**Set task 1**: Format the listing as a Markdown table with columns Row and Line. Cover only the span from the line containing "Please annotate the green" through the last line of the listing, both included, numbering each line and leaving out blank lines.

**Document text**:
The most common form of CIPP, however, is a tubular sleeve of thermoset resin-saturated fabric (typically a nonwoven polyester felt) with an inner polyethylene liner. Typically manufactured inside (liner) out and then inverted during installation as water pushes the tube through the damaged pipeline, the sleeve is cured by sealing the tube at both ends and pumping hot water or steam into the tube to inflate it and cure the resin.
In the case of the Amarillo pipe repair, however, this construction was judged to be inadequate to the task. “The corrosion was so bad that in multiple areas of the pipe, only a dirt tunnel remained,” says Seth Martin, product engineer for CIPP manufacturer Reline America (Saltville, Va.). “In cases where there is a hole behind the damaged pipe, or a section of missing pipe, some liners will expand, or balloon, into that extra space.”
STRUCTURAL COMFORT ZONE
Reline America’s Blue-Tek CIPP sleeve, however, proved to be the exception. According to Martin, Reline’s was the only CIPP product that the City of Amarillo was comfortable using on this project due to its high structural properties. “Our liner won’t balloon,” says Martin. “It was literally installed as a standalone product, designed to receive the full structural load.”
Developed by Brandenburger GmbH (Landau, Pfatz, Germany) in the 1990s, Blue-Tek technology and its North American marketing rights were licensed to Reline in 2005. The sleeves are structural composites, reinforced with spiral-wound, continuous glass fibers. Martin says the sleeves incorporate a proprietary “unique fiber architecture that was developed through extensive testing.” Strength values for the liner exceed the minimums defined in ASTM 1216, the current standard for inverted, hot-water/steam-cured CIPP. “In fact,” he claims, “the normal strength is five times the minimum strengths specified.”

**Data for the task**:
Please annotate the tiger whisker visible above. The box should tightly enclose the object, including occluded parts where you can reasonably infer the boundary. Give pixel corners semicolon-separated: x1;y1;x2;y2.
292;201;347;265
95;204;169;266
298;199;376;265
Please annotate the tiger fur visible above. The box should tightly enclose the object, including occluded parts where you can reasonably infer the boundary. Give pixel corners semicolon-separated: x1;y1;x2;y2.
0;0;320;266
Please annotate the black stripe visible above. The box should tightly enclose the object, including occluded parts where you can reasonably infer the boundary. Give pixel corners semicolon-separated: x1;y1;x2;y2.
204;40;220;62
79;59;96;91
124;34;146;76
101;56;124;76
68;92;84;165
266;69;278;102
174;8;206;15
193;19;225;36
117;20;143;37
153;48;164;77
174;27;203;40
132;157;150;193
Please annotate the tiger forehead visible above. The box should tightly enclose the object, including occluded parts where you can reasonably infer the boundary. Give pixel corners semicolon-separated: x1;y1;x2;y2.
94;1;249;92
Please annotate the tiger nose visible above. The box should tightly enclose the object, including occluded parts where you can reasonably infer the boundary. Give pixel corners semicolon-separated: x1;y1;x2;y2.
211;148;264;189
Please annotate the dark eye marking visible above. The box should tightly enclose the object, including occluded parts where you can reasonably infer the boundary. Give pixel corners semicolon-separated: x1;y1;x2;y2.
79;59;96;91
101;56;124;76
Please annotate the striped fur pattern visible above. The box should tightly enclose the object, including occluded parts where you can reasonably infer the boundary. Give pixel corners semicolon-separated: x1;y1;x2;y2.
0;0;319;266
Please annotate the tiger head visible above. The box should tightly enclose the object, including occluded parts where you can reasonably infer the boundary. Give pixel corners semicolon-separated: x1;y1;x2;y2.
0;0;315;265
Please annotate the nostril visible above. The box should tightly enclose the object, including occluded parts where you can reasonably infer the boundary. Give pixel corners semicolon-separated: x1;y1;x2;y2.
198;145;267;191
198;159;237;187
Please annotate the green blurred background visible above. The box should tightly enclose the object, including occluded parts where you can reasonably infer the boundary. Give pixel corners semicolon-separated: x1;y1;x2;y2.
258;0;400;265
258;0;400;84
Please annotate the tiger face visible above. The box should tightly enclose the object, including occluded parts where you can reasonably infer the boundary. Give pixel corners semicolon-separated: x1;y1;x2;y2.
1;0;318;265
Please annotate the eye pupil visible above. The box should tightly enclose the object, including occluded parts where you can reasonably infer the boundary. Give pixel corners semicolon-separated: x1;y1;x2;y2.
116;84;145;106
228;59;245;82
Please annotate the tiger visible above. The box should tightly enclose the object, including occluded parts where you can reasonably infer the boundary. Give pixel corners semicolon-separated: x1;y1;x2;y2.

**Set task 2**: According to the pipe repair text, in what year were Blue-Tek technology and its North American marketing rights licensed to Reline?

**Complete response 1**:
| Row | Line |
|---|---|
| 1 | Please annotate the green blurred background visible above. The box should tightly enclose the object, including occluded parts where you can reasonably infer the boundary. Give pixel corners semicolon-separated: x1;y1;x2;y2. |
| 2 | 258;0;400;265 |
| 3 | 258;0;400;84 |
| 4 | Please annotate the tiger face visible above. The box should tightly enclose the object, including occluded parts where you can reasonably infer the boundary. Give pixel corners semicolon-separated: x1;y1;x2;y2. |
| 5 | 1;0;318;265 |
| 6 | Please annotate the eye pupil visible above. The box should tightly enclose the object, including occluded parts where you can reasonably infer the boundary. Give pixel corners semicolon-separated: x1;y1;x2;y2. |
| 7 | 116;84;145;106 |
| 8 | 228;59;245;82 |
| 9 | Please annotate the tiger visible above. The box should tightly enclose the object, including occluded parts where you can reasonably infer the boundary. Give pixel corners semicolon-separated: x1;y1;x2;y2. |

**Complete response 2**: In 2005.